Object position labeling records

▬▬▬▬▬▬

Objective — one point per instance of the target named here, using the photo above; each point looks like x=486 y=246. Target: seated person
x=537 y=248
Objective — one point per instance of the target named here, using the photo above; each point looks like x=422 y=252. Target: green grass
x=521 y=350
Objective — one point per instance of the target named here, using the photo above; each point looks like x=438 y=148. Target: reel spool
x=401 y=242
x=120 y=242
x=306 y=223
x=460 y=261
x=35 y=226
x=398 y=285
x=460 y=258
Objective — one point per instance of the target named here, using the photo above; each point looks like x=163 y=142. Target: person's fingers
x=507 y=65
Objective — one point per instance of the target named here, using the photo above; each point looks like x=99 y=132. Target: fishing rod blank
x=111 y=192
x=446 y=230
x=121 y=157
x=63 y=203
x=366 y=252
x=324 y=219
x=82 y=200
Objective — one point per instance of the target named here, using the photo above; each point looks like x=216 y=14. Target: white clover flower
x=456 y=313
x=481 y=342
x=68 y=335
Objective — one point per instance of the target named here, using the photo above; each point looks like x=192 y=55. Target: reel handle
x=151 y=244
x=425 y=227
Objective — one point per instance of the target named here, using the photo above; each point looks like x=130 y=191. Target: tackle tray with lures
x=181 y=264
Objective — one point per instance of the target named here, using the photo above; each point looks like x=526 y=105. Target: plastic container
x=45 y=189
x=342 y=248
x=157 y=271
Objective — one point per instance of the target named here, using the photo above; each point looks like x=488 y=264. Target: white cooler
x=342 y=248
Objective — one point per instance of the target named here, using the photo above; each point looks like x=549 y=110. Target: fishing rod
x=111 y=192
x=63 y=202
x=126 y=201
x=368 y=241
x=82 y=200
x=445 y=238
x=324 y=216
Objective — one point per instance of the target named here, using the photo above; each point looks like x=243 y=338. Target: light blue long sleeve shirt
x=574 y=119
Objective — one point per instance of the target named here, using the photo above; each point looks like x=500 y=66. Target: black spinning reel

▬▬▬▬▬▬

| The task |
Could you rewrite all the records above, renaming every "Objective" to "Goal" and leaving everything else unchanged?

| Answer for the task |
Goal — one point per instance of the target named here, using the photo above; each point looks like x=486 y=246. Target: seated person
x=537 y=248
Goal — one point per instance of the target named here, using the photo above; each point looks like x=422 y=252. Target: green grass
x=521 y=350
Goal — one point per instance of the target named here, using the photo above; each point looks like x=438 y=148. Target: reel spool
x=401 y=242
x=120 y=242
x=306 y=223
x=460 y=261
x=35 y=226
x=398 y=285
x=460 y=258
Goal — one point per instance of the target named here, using the photo above; each point looks like x=163 y=142. Target: person's fingers
x=507 y=65
Goal — one point per instance of the target named here, using the photo above; each point looks like x=99 y=132. Target: fishing rod blank
x=111 y=192
x=446 y=230
x=121 y=157
x=63 y=203
x=366 y=252
x=324 y=219
x=82 y=200
Goal — one point per instance of the target named here, using the photo above; each point looks like x=216 y=14. Target: white clover flower
x=456 y=313
x=481 y=342
x=68 y=335
Goal — one point per instance of the target named here, using the photo above; each point looks like x=192 y=55. Target: reel handle
x=151 y=244
x=425 y=227
Goal — one point per instance of the target named here, using the photo above; each point looks like x=130 y=191. Target: tackle tray with lures
x=181 y=264
Goal — one point per instance of the target named here, using the photo above; each point looks like x=526 y=105. Target: plastic container
x=45 y=189
x=342 y=248
x=157 y=271
Goal — one point per instance of the target named here, using the photo above; each point looks like x=488 y=264. Target: white cooler
x=342 y=248
Goal — one point per instance of the target named here, using the photo above; each point looks like x=549 y=110. Target: fishing rod
x=111 y=192
x=63 y=202
x=126 y=201
x=368 y=241
x=82 y=200
x=445 y=238
x=324 y=216
Goal — one point per instance of the target named here, using the photo above; each point looks like x=243 y=338. Target: light blue long sleeve shirt
x=574 y=119
Goal — one point per instance of the target named here, using the photo above; each point looks like x=500 y=66. Target: black spinning reel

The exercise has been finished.